___ SOURCE EXTRACT ___
Frequently Asked Questions about Hurricane Matthew and Climate Change
Did climate change cause this hurricane?
In general, hurricanes just happen. They need warm water, moist air and converging winds to form. But, a number of studies have found that warmer ocean temperatures are fueling stronger North Atlantic hurricanes.
The number of North Atlantic Category 4 and Category 5 hurricanes has roughly doubled since the 1970s. In the case of Matthew, ocean waters were at record high temperatures. The oceans have absorbed most of the extra energy from global warming and the North Atlantic has warmed more than other oceans—0.7°C since the 1980s.
Did climate change make Matthew worse?
Hurricanes now cause more damage because of climate change. Sea level rise has made storm surge flooding worse. Globally, sea level has risen around 8 inches, and local factors have caused greater increases in some places, especially on the East Coast.
Since the early 1900s, seas have risen about 10 inches at Mayport, Florida, and about 12 inches at Fort Pulaski, Georgia, and Charleston, South Carolina (based on NOAA tide gauges). This means that storm surge in those areas is riding in on seas 10 and 12 inches higher, and as a result the surge reaches further inland. Keep in mind, the water keeps moving inland until the ground rises slightly, and many states in the Southeast are very flat near the coast.
Climate change is also affecting rainfall. Warm air holds more moisture, so as the atmosphere warms, rainfalls are more likely to come in heavier downpours.
UCS looked at how storm surge affects historic sites, military installations and the electricity grid along the East and Gulf coasts and measured how the impacts will grow worse over time with sea level rise.
- Our analysis "Landmarks at Risk" shows climate change—including sea level rise and increasingly intense North Atlantic hurricanes—is putting at risk landmark historic sites around the country. Those in the path of Matthew included NASA's Kennedy Space Center, Canaveral National Seashore; Castillo de San Marcos and St. Augustine’s Historic District, in Florida; and Charleston’s Historic District.
___ EXTRACTED INFORMATION ___
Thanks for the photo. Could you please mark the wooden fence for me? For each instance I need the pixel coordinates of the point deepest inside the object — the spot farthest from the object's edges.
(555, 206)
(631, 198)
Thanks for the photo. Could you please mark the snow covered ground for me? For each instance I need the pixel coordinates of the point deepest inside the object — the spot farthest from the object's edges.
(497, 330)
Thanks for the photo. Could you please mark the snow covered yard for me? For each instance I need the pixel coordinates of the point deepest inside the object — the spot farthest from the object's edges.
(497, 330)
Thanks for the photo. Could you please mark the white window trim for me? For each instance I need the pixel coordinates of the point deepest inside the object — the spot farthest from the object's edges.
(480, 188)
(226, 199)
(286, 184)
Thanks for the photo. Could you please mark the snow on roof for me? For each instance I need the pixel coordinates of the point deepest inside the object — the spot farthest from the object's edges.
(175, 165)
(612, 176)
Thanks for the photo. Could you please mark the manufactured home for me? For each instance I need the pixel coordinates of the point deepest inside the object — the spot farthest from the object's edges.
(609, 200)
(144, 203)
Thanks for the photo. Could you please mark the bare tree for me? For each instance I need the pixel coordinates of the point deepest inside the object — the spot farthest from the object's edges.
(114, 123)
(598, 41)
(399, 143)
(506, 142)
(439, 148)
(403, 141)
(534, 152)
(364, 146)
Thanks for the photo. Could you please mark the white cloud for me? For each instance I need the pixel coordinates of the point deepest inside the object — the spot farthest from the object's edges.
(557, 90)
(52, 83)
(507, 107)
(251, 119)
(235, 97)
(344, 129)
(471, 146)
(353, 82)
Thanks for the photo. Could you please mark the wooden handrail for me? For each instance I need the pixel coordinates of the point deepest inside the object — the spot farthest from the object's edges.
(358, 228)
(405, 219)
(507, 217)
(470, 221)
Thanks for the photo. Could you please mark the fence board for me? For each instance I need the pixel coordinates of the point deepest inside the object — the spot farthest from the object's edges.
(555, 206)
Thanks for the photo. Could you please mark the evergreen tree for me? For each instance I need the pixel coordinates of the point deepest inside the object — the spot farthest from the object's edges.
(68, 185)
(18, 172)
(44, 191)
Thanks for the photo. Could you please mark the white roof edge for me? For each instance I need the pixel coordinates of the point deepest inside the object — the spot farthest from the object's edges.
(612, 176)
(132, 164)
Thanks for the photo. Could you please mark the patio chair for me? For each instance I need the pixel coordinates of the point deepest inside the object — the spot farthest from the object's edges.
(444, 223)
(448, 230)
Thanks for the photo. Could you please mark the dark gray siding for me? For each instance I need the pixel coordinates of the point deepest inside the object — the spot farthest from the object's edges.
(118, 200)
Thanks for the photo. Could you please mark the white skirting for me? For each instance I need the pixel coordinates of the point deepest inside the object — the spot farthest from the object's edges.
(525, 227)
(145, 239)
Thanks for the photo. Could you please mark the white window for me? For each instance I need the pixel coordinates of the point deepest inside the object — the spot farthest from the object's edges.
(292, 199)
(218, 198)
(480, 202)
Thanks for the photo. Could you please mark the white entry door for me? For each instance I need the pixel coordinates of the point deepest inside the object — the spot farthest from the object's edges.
___
■ **EXERCISE SET**:
a) According to the Hurricane Matthew FAQ, by how much has the North Atlantic warmed since the 1980s?
b) Translate this sentence from the Hurricane Matthew FAQ into Spanish: "Warm air holds more moisture, so as the atmosphere warms, rainfalls are more likely to come in heavier downpours."

■ **EXERCISE SOLUTIONS**:
a) 0.7°C

b) El aire cálido retiene más humedad, por lo que, a medida que la atmósfera se calienta, es más probable que las lluvias se presenten en forma de aguaceros más intensos.